PAGE TEXT:
Re: AutoNUMA15

Andrea Arcangeli <aarcange@xxxxxxxxxx> · Tue, 26 Jun 2012 14:03:25 +0200

On Tue, Jun 26, 2012 at 03:52:26PM +0800, Alex Shi wrote:
> Could you like to give a url for the benchmarks?

I posted them to lkml a few months ago, I'm attaching them here. There
is actually a more polished version around that I didn't have time to
test yet. For now I'm attaching the old version here that I'm still
using to verify the regressions.

If you edit the .c files to make the right hard/inverse binds, and
then build with -DHARD_BIND and later -DINVERSE_BIND you can measure
the hardware NUMA effects on your hardware. numactl --hardware will
give you the topology to check if the code is ok for your hardware.

> memory). find the openjdk has about 2% regression, while jrockit has no

2% regression is in the worst case the numa hinting page faults (or in
the best case a measurement error) when you get no benefit from the
vastly increased NUMA affinity.

You can reduce that overhead to below 1% by multiplying by 2/3 times
the /sys/kernel/mm/autonuma/knuma_scand/scan_sleep_millisecs and
/sys/kernel/mm/autonuma/knuma_scand/scan_sleep_pass_millisecs .

A run of records
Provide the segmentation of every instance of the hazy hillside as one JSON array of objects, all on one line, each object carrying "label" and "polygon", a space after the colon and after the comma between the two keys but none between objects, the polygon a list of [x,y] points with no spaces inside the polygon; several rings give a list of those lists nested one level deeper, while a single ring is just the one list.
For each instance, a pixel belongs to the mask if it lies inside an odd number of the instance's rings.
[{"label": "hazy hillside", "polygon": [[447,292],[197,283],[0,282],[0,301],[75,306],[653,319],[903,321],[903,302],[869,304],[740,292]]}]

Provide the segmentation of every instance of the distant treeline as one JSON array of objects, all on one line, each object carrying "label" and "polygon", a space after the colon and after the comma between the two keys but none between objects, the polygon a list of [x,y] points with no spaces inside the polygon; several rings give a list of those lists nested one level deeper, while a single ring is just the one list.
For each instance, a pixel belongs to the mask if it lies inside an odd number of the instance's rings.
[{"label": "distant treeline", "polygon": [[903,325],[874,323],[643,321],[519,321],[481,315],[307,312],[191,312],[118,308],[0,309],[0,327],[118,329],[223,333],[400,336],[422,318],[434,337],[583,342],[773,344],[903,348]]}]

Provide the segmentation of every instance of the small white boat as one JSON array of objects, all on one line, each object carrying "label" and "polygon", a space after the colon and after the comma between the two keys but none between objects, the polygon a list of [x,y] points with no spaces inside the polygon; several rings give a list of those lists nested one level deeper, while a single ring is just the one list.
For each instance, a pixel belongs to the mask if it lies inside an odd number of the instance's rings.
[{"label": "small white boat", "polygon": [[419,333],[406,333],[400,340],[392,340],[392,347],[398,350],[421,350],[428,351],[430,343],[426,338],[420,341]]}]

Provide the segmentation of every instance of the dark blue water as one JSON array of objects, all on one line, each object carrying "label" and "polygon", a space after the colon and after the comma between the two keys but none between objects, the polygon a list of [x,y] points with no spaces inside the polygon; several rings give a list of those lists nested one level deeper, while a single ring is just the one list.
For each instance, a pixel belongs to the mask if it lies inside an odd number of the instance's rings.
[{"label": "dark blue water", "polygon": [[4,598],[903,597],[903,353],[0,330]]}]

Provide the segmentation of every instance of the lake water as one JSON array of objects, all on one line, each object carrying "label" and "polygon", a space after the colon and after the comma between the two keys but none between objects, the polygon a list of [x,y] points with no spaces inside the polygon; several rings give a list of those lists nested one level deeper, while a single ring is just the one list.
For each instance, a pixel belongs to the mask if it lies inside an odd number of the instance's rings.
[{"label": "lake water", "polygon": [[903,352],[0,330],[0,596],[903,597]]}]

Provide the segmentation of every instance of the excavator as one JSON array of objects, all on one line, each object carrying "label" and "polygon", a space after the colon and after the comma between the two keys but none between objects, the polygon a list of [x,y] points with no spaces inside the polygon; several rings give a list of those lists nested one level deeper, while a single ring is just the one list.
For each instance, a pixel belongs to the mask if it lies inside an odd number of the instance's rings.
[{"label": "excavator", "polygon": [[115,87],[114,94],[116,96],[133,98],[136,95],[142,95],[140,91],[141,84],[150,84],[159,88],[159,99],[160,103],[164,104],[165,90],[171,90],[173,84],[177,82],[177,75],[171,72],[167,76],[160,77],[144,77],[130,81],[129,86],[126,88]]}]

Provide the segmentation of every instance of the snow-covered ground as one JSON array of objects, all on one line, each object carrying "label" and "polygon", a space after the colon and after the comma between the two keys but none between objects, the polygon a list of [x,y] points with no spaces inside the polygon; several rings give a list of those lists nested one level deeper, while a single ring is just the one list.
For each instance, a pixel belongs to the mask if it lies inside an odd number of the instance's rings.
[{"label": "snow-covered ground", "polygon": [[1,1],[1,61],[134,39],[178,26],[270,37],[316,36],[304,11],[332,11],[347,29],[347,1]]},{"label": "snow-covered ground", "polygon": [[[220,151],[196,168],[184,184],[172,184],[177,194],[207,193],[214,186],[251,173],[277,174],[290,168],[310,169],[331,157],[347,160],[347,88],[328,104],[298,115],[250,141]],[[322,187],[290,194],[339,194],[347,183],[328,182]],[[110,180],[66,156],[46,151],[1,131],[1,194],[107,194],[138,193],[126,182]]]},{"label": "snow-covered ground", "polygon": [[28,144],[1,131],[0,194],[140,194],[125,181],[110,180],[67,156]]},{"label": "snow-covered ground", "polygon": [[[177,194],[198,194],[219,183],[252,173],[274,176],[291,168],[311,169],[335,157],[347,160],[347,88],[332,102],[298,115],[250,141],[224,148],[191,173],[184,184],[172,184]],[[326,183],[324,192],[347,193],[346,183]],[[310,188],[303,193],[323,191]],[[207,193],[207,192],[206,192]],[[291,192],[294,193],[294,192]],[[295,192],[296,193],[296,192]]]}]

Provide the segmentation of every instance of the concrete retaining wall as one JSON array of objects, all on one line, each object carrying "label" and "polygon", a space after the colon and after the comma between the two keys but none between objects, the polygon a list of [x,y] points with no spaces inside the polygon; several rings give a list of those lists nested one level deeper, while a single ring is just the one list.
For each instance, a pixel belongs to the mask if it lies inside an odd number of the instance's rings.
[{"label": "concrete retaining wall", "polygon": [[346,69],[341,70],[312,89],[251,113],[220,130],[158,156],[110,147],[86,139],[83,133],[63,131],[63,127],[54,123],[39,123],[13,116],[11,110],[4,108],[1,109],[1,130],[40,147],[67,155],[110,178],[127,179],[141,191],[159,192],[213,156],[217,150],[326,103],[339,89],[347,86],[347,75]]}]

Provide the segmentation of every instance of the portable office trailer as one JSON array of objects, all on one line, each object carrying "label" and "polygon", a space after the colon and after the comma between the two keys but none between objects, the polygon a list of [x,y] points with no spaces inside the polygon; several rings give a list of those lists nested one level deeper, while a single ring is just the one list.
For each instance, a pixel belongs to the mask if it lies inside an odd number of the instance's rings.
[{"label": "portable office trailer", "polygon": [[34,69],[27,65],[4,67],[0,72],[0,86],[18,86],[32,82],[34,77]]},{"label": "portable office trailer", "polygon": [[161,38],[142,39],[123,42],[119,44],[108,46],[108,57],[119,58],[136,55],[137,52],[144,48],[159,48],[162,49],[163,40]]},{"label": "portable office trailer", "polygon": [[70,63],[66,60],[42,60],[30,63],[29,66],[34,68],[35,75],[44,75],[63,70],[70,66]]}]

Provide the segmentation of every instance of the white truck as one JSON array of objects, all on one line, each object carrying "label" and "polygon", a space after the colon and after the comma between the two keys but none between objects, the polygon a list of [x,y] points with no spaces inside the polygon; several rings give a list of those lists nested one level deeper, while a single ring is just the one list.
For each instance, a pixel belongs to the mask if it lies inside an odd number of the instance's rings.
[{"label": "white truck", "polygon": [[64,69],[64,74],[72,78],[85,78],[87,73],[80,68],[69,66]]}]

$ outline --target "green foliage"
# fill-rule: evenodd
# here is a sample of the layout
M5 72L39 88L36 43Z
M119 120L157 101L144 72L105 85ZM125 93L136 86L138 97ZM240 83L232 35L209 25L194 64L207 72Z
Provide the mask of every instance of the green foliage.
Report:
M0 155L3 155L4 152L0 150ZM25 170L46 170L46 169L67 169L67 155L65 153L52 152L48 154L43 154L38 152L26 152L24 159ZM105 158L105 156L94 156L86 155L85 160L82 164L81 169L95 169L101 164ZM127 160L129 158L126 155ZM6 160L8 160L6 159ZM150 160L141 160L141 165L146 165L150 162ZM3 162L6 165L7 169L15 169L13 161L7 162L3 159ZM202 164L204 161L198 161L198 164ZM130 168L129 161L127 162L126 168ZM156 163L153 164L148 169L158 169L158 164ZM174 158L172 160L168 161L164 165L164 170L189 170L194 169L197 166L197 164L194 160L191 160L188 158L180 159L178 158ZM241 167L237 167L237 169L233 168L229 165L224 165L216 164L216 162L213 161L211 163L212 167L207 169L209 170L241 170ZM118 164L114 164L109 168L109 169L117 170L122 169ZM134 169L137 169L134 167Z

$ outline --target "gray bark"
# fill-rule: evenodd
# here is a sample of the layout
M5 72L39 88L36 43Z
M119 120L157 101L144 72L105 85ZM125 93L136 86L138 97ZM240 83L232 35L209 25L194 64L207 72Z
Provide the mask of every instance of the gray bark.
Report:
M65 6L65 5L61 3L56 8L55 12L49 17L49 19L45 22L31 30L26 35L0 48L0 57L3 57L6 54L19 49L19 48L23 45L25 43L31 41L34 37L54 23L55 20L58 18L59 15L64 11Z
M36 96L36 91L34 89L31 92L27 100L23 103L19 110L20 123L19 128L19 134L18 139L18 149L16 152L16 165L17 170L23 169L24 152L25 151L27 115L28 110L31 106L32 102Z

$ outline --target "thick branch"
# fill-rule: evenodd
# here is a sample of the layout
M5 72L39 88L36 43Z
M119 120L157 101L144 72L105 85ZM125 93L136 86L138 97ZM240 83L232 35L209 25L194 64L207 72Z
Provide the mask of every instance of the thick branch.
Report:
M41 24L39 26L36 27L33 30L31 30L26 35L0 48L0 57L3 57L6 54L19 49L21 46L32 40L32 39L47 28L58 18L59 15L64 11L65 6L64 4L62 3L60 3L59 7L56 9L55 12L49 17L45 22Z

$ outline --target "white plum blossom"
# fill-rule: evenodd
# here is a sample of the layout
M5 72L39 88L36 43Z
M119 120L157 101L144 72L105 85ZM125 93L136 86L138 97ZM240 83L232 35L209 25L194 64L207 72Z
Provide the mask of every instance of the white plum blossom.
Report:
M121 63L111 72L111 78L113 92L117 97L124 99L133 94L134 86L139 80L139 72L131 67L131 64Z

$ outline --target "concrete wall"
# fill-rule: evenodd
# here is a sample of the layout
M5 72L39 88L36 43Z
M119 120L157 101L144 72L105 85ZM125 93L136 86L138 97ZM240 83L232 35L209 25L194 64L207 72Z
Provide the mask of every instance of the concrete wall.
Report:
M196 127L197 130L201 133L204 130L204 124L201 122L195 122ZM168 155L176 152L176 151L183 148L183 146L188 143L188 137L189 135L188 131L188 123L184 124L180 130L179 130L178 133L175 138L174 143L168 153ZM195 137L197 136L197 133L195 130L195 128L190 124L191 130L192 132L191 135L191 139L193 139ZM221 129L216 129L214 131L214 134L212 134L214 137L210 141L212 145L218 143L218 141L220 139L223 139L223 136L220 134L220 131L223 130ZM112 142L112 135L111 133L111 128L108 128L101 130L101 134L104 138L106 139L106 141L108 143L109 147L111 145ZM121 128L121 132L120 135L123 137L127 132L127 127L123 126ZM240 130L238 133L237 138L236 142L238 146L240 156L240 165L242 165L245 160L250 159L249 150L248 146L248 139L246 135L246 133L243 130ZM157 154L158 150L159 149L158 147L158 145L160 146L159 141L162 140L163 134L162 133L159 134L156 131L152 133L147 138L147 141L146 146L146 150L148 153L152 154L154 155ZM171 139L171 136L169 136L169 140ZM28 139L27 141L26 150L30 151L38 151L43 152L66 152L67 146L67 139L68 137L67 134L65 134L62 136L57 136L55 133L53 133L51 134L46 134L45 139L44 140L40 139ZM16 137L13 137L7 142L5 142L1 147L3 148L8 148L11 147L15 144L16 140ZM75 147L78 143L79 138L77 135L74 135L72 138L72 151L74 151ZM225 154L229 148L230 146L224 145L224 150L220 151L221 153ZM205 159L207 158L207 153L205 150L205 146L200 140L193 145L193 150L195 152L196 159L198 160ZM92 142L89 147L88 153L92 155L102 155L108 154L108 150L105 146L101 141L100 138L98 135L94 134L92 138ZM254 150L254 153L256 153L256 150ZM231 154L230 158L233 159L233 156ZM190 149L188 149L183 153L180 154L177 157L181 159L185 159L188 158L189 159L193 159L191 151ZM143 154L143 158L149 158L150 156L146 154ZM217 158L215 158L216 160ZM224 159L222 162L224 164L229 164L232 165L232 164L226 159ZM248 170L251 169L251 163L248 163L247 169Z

TASKS FOR THIS EXERCISE:
1 > In the AutoNUMA15 reply, rewrite everything from "Andrea Arcangeli <aarcange@xxxxxxxxxx>" down to "for the benchmarks?", swapping "benchmarks" for "test programs".
2 > Summarize the AutoNUMA15 reply in two sentences.
3 > Write the next part of the AutoNUMA15 reply, picking up after its final sentence.

EXPECTED OUTPUTS:
1 >
Andrea Arcangeli <aarcange@xxxxxxxxxx> · Tue, 26 Jun 2012 14:03:25 +0200

On Tue, Jun 26, 2012 at 03:52:26PM +0800, Alex Shi wrote:
> Could you like to give a url for the test programs?

2 > Andrea Arcangeli attaches the older version of benchmarks he had posted to lkml, which can measure hardware NUMA effects when the .c files are edited for the right binds and built with -DHARD_BIND and -DINVERSE_BIND. He says a 2% regression is at worst the cost of NUMA hinting page faults, or a measurement error, when the increased NUMA affinity brings no benefit, and that it can be cut below 1% by multiplying two knuma_scand scan sleep settings.

3 >
Especially the latter if set to 15000 will reduce the overhead by 1%.

The current AutoNUMA defaults are hyper aggressive, with benchmarks
running for several minutes you can easily reduce AutoNUMA
aggressiveness to pay a lower fixed cost in the numa hinting page
faults without reducing overall performance.

The boost when you use AutoNUMA is >20%, sometime as high as 100%, so
the 2% is lost in the noise, but over time we should reduce it
(especially with hypervisor tuned profile for those cloud nodes which
only run virtual machines in turn with quite constant loads where
there's no need to react that fast).

> the testing user 2 instances, each of them are pinned to a node. some
> setting is here:

Ok the problem is that you must not pin anything. If you hard pin
AutoNUMA won't do anything on those processes.

It is impossible to run faster than the raw hard pinning, impossible
because AutoNUMA has also to migrate memory, hard pinning avoids all
memory migrations.

AutoNUMA aims to achieve as close performance to hard pinning as
possible without having to user hard pinning, that's the whole point.

So this explains why you measure a 2% regression or no difference,
with hard pins used at all times only the AutoNUMA worst case overhead
can be measured (and I explained above how it can be reduced).

A plan I can suggest for this benchmark is this:

1) "upstream default"
  - no hugetlbfs (AutoNUMA cannot migrate hugetlbfs memory)
  - no hard pinning of CPUs or memory to nodes
  - CONFIG_AUTONUMA=n
  - CONFIG_TRANSPARENT_HUGEPAGE=y

2) "autonuma"
  - no hugetlbfs (AutoNUMA cannot migrate hugetlbfs memory)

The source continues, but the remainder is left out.